● **What needs to be done**
Pull out each line of the rows below that contains the string "stem", and copy those lines in their original order.

Records from a collection
______________________________
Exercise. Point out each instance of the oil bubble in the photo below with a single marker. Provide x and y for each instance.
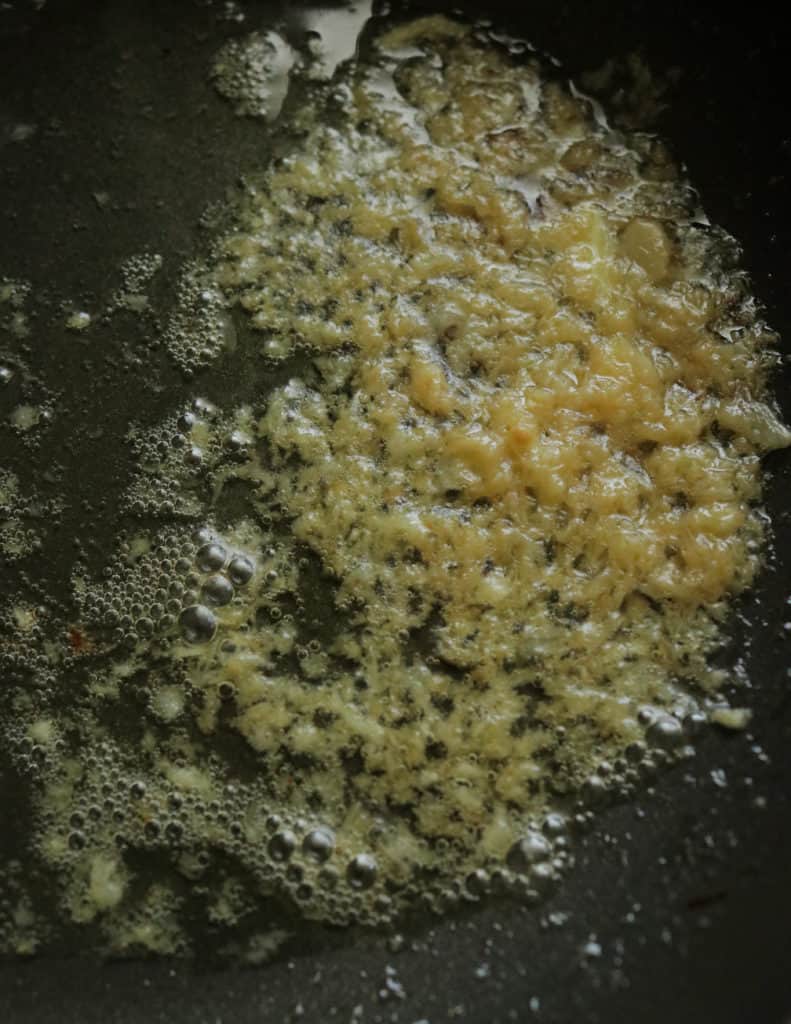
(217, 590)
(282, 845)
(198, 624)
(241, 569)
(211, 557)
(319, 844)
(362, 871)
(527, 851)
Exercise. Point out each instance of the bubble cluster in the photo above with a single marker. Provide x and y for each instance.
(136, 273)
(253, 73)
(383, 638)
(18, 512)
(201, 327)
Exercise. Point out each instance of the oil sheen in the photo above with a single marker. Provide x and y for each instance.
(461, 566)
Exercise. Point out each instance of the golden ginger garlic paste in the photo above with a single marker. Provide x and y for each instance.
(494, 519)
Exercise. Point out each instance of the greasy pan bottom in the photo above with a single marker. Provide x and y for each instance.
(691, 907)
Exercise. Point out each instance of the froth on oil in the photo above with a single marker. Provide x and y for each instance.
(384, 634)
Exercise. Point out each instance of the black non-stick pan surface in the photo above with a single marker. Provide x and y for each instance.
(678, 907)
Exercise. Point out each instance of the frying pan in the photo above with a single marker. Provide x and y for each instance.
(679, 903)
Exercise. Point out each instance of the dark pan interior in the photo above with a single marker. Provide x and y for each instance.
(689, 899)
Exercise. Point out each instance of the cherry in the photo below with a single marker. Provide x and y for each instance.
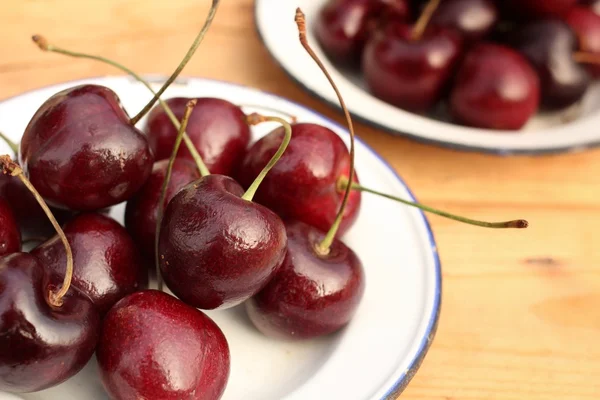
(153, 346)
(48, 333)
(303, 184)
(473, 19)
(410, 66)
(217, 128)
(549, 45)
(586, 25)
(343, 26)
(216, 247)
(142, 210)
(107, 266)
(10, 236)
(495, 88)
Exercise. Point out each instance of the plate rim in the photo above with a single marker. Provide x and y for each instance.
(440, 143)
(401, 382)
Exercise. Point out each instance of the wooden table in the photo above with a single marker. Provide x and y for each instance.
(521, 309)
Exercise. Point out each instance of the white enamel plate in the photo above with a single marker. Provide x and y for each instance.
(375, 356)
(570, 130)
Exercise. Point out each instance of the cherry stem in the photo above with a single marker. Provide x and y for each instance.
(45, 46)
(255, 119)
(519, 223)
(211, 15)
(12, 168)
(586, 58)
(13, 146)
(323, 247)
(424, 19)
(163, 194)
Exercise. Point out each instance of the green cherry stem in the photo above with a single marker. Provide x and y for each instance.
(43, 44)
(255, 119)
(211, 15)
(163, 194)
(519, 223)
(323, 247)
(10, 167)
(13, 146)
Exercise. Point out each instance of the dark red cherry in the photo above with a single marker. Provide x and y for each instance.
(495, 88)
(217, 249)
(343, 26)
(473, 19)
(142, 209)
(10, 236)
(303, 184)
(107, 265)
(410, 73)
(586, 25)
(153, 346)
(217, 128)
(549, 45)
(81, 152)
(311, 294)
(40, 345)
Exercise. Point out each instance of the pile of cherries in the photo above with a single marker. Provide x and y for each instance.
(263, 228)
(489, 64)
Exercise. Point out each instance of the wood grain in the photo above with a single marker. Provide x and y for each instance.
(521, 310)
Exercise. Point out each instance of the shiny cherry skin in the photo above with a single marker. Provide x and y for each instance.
______________________________
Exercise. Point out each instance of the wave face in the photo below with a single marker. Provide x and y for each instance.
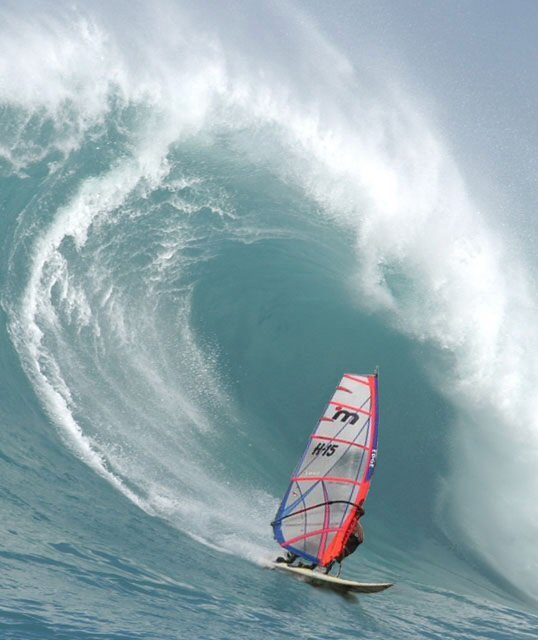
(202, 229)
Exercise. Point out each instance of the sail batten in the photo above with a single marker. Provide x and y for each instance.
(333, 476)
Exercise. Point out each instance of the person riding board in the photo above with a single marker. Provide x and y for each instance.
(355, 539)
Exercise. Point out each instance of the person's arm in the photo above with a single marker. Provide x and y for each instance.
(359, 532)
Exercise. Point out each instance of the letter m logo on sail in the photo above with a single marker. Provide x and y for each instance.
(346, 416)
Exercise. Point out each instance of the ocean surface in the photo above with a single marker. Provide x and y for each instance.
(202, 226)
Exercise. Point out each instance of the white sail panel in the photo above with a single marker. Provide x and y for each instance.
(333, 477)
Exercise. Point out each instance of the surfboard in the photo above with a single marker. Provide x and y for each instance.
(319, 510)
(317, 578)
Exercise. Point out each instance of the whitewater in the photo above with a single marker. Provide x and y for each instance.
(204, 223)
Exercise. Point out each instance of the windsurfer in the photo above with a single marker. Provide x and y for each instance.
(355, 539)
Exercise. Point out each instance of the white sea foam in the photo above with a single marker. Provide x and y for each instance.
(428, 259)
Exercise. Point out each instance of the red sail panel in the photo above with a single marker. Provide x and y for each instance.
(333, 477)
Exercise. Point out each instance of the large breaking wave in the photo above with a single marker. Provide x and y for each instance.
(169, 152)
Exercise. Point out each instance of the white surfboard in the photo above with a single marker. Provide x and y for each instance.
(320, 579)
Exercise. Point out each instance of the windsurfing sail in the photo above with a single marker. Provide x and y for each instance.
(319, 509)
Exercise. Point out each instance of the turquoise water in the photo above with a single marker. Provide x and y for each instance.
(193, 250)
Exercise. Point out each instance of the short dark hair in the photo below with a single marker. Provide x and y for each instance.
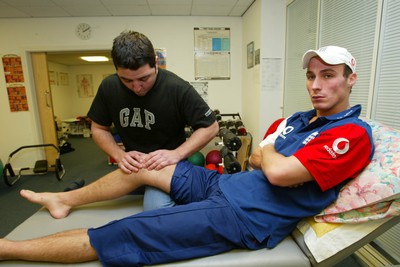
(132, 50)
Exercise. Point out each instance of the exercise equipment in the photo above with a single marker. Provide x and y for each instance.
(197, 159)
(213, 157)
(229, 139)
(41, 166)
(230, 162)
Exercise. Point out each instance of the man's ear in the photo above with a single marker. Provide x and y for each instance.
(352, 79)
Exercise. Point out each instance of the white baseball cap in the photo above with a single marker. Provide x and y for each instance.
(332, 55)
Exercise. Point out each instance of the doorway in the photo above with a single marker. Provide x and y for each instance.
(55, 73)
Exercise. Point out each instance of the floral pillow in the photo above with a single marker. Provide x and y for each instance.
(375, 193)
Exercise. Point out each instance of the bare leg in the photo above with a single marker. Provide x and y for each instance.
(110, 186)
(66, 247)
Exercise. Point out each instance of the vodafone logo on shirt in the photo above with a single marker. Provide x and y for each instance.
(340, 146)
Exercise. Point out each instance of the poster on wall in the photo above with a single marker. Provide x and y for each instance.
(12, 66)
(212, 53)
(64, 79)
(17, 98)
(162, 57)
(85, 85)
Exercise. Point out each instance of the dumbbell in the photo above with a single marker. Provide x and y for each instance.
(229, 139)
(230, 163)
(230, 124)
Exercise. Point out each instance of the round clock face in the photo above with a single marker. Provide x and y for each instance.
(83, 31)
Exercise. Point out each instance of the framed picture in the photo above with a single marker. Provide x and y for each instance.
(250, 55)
______________________________
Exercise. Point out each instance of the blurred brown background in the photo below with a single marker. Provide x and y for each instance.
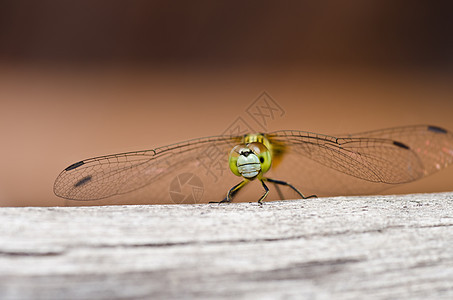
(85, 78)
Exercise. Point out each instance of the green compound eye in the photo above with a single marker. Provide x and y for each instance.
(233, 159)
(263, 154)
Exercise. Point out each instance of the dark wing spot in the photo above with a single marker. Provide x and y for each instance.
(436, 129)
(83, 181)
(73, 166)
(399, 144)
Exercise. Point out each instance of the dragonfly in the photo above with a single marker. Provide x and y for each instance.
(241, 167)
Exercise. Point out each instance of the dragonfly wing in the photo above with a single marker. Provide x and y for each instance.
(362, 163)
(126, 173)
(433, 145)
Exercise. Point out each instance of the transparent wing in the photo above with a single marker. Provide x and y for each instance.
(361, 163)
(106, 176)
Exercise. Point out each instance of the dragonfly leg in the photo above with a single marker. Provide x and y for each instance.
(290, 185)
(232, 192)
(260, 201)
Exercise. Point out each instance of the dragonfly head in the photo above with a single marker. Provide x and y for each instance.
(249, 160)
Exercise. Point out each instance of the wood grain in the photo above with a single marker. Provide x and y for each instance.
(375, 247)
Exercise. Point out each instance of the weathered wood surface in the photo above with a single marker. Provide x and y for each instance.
______________________________
● **Result**
Exercise. Point out each instance of the cherry stem in the photo above with a single marker. Provide x and y for each instance.
Exercise. Point out each instance of the green cherry stem in the photo above with a single marker. Provide x and y for each instance.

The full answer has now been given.